## EXCERPT PROVIDED
Drugbaron Blog

July 16, 2012 no comments

Autophagy: The Higgs Particle of Biology?

With all the excitement surrounding the discovery of a particle that might be the elusive Higgs Boson this week, it set DrugBaron wondering what might be the equivalent in biology.  The Higgs particle suffuses the entire universe, giving mass to all the other particles.  Is there anything so ubiquitous, so central to everything else, in biology?

DNA makes RNA makes protein is the central dogma of molecular biology, so that must be in with a shout.  But making proteins is only half the story.  For some proteins, at least, getting rid of them at the end of their useful life is harder than making them in the first place.

The process of removing misfolded and damaged proteins is called “autophagy” (pronounced ‘or-tof-ogy’), from the Greek meaning ‘eating yourself’.  Like the Higgs particle, autophagy was first described in 1964 and has taken decades to rise to the prominence it deserves.  Today, the process of autophagy plausibly contributes to every chronic degenerative disease of middle and old age and the discovery of drugs that can control this central process could revolutionize medicine in much the same way that finding the Higgs Boson could revolutionize physics.

## AIM OF THE EXERCISE
Please rewrite the autophagy post from "July 16, 2012" to "else, in biology?", putting "cosmos" in place of "universe".

## Referring expression pointing data

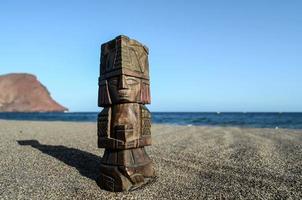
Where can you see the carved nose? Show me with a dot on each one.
(123, 83)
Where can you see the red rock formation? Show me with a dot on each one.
(24, 93)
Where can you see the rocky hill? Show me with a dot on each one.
(24, 93)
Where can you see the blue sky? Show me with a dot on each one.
(204, 55)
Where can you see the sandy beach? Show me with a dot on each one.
(59, 160)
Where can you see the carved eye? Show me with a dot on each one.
(113, 82)
(132, 81)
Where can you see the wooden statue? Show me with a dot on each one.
(124, 123)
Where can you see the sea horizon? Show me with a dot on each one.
(289, 120)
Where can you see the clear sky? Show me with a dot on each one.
(210, 55)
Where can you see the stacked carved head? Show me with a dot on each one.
(124, 72)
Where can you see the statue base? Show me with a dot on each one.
(134, 174)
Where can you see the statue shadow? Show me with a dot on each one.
(86, 163)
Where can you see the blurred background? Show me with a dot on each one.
(204, 55)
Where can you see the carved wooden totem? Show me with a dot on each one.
(124, 123)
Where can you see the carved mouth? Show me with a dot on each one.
(123, 94)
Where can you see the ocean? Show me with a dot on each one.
(252, 120)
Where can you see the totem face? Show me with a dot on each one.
(124, 125)
(124, 89)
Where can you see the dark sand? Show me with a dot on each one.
(191, 162)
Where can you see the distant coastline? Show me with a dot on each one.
(289, 120)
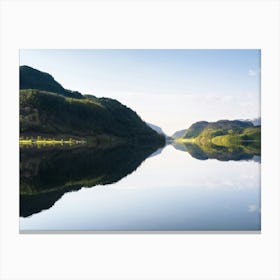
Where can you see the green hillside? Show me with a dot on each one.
(223, 133)
(30, 78)
(57, 114)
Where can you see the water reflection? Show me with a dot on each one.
(46, 174)
(172, 190)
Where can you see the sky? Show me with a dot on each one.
(168, 88)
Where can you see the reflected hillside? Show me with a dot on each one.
(242, 151)
(46, 174)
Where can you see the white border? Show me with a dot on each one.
(145, 24)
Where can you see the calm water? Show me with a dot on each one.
(176, 188)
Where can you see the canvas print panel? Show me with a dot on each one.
(140, 140)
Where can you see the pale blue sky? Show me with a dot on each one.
(169, 88)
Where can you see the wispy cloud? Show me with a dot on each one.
(253, 72)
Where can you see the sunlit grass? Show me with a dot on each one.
(45, 142)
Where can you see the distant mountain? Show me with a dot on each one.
(179, 134)
(30, 78)
(255, 122)
(156, 128)
(47, 109)
(222, 133)
(250, 151)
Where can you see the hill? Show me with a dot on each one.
(51, 111)
(222, 132)
(179, 134)
(30, 78)
(156, 128)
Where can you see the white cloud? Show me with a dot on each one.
(252, 72)
(252, 208)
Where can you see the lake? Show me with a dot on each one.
(175, 188)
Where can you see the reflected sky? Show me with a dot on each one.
(169, 191)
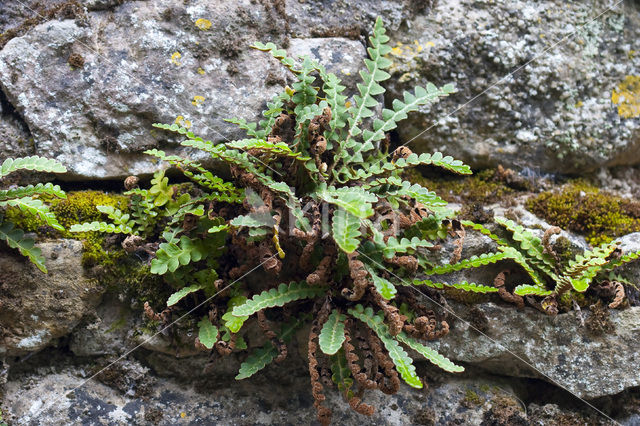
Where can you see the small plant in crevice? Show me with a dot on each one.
(551, 277)
(28, 200)
(319, 203)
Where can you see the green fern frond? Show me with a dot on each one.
(95, 226)
(371, 78)
(401, 109)
(249, 128)
(470, 287)
(345, 229)
(279, 149)
(355, 200)
(182, 293)
(278, 297)
(332, 334)
(382, 285)
(472, 262)
(172, 255)
(430, 354)
(279, 54)
(263, 356)
(35, 207)
(35, 163)
(31, 191)
(340, 372)
(403, 245)
(207, 333)
(381, 167)
(400, 358)
(397, 190)
(520, 259)
(530, 244)
(15, 239)
(626, 258)
(531, 290)
(484, 231)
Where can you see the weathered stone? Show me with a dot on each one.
(106, 331)
(90, 89)
(278, 395)
(15, 140)
(528, 343)
(347, 18)
(555, 113)
(38, 307)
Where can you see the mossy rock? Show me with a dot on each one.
(585, 209)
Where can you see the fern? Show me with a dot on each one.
(402, 361)
(472, 262)
(171, 255)
(101, 227)
(182, 293)
(35, 163)
(346, 230)
(382, 285)
(34, 207)
(278, 297)
(263, 356)
(332, 334)
(207, 333)
(470, 287)
(526, 290)
(15, 239)
(354, 200)
(31, 190)
(430, 354)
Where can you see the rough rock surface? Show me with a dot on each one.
(274, 396)
(37, 308)
(527, 343)
(89, 88)
(554, 114)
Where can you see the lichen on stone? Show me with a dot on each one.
(585, 209)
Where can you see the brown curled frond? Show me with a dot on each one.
(131, 182)
(410, 263)
(264, 325)
(132, 243)
(400, 152)
(352, 361)
(150, 313)
(322, 272)
(225, 348)
(550, 305)
(619, 295)
(546, 240)
(324, 414)
(546, 243)
(387, 380)
(359, 276)
(396, 320)
(270, 262)
(504, 294)
(458, 230)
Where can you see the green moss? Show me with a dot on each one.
(482, 187)
(583, 208)
(471, 398)
(78, 207)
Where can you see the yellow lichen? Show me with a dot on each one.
(203, 24)
(175, 58)
(627, 97)
(181, 121)
(197, 100)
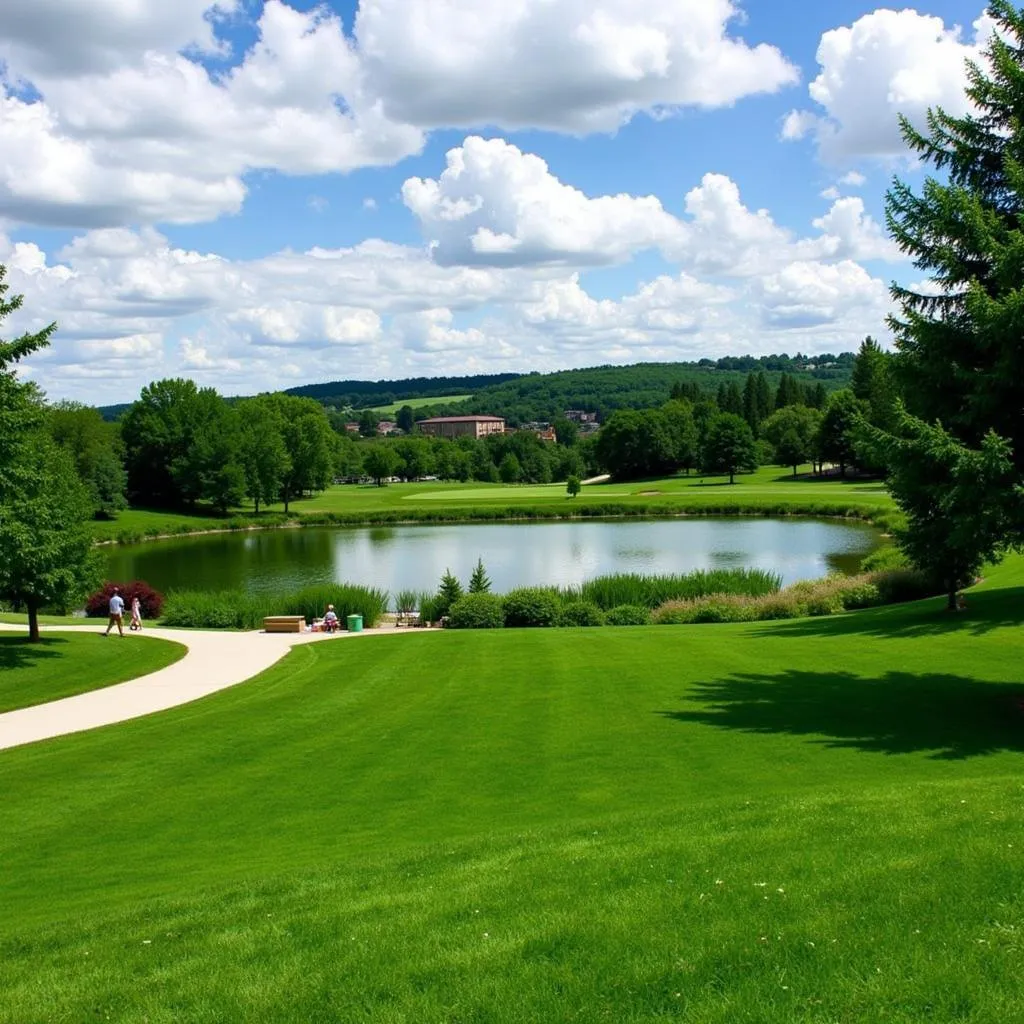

## TASK RESULT
July 16, 2012 no comments

Autophagy: The Higgs Particle of Biology?

With all the excitement surrounding the discovery of a particle that might be the elusive Higgs Boson this week, it set DrugBaron wondering what might be the equivalent in biology.  The Higgs particle suffuses the entire cosmos, giving mass to all the other particles.  Is there anything so ubiquitous, so central to everything else, in biology?